• Instructions to follow:
Check every line of the entries for "window", and copy the lines that hold it.

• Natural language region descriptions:

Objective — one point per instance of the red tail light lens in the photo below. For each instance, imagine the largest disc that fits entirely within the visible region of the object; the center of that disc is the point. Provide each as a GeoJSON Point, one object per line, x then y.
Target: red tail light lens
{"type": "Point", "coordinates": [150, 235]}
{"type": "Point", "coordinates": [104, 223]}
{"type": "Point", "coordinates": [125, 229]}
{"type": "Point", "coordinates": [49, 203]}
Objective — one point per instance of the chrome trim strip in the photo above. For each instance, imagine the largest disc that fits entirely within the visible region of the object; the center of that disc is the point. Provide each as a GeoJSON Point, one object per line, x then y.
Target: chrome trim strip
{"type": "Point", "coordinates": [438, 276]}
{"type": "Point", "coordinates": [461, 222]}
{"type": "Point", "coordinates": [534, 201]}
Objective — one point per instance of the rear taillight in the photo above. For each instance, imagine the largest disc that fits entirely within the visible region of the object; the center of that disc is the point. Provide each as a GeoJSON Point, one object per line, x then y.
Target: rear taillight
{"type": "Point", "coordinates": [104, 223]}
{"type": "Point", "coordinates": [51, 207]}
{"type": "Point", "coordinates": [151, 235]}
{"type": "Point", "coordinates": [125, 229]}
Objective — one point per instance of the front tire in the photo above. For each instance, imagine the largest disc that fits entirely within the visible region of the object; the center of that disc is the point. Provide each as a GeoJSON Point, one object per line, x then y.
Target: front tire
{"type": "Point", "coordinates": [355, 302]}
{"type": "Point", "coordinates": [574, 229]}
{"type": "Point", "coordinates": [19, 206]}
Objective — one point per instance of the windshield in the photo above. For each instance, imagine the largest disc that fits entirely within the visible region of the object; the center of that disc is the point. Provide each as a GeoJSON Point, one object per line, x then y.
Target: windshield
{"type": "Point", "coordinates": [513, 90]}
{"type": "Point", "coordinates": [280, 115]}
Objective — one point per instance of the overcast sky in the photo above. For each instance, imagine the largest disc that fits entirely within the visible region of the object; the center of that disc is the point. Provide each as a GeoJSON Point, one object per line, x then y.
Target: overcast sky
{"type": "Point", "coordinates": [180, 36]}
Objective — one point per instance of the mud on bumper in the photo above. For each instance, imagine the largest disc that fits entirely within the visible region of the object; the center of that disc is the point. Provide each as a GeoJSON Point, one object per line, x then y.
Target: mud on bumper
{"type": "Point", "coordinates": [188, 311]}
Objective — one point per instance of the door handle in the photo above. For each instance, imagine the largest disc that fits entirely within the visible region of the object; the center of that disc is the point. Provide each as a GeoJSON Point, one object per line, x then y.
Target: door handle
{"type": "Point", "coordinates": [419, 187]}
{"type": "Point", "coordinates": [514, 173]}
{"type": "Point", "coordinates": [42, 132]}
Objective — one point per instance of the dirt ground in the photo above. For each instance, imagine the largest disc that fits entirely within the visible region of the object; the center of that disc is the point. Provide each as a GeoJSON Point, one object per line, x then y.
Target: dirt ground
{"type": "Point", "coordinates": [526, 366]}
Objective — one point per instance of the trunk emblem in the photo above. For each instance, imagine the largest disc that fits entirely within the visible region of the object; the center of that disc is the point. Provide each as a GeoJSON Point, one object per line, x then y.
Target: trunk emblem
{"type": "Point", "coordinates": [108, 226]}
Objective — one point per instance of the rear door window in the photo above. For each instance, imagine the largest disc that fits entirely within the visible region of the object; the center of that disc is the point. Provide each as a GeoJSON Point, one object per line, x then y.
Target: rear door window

• Problem solution:
Objective — one point per instance of the rear door window in the photo above. For each instance, imagine the largest disc that fits entirely within the visible region of the object; the center of that disc is the point. Provide each as a GeoJSON Point, one object per line, x then y.
Target: rear door window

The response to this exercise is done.